Convert the data from the line with "Where in the image is the green herb leaf?" up to and including the line with "[58,0,900,193]" into a Markdown table with the columns No. and Line, giving each line its own numbered row and omitting blank lines.

**** Record set

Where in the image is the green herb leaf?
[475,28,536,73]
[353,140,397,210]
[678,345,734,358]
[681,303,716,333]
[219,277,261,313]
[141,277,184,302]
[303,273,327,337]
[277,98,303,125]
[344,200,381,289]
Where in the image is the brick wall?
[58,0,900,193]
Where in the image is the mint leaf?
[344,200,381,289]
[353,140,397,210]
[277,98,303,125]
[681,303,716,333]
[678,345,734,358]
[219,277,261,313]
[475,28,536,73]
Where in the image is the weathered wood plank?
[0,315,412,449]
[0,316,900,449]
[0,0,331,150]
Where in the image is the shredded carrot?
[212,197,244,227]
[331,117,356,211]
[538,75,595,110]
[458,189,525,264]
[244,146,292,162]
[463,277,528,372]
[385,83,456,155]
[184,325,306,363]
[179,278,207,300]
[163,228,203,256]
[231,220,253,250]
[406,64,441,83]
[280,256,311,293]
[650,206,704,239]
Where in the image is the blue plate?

********
**** Record set

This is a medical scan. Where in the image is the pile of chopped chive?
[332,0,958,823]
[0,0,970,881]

********

= Solution =
| No. | Line |
|---|---|
| 1 | Where in the image is the green herb leaf? |
| 2 | [475,28,536,73] |
| 3 | [353,140,397,210] |
| 4 | [678,345,734,358] |
| 5 | [681,303,716,333] |
| 6 | [219,277,261,313] |
| 7 | [141,277,184,302] |
| 8 | [303,273,327,337] |
| 9 | [277,98,303,125] |
| 10 | [344,200,381,289] |
| 11 | Where in the image is the brick wall? |
| 12 | [58,0,900,193] |